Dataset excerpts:
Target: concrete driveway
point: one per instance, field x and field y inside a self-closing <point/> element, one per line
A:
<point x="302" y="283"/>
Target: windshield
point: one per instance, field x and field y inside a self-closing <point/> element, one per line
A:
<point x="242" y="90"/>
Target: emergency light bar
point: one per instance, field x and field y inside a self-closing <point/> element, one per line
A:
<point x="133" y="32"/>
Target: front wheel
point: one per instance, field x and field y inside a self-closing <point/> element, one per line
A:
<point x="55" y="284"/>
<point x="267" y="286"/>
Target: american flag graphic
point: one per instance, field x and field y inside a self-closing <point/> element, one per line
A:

_What the exercise asks_
Set down exactly the lines from the one that contains "Target: front wheel" to the final line above, both included, and nothing more.

_Answer to this task_
Target: front wheel
point: one per instance, field x and field y inside a self-closing <point/> element, one per line
A:
<point x="55" y="284"/>
<point x="267" y="286"/>
Target: american flag graphic
point: one per instance, field x and field y inside a self-closing <point/> element, one per line
A:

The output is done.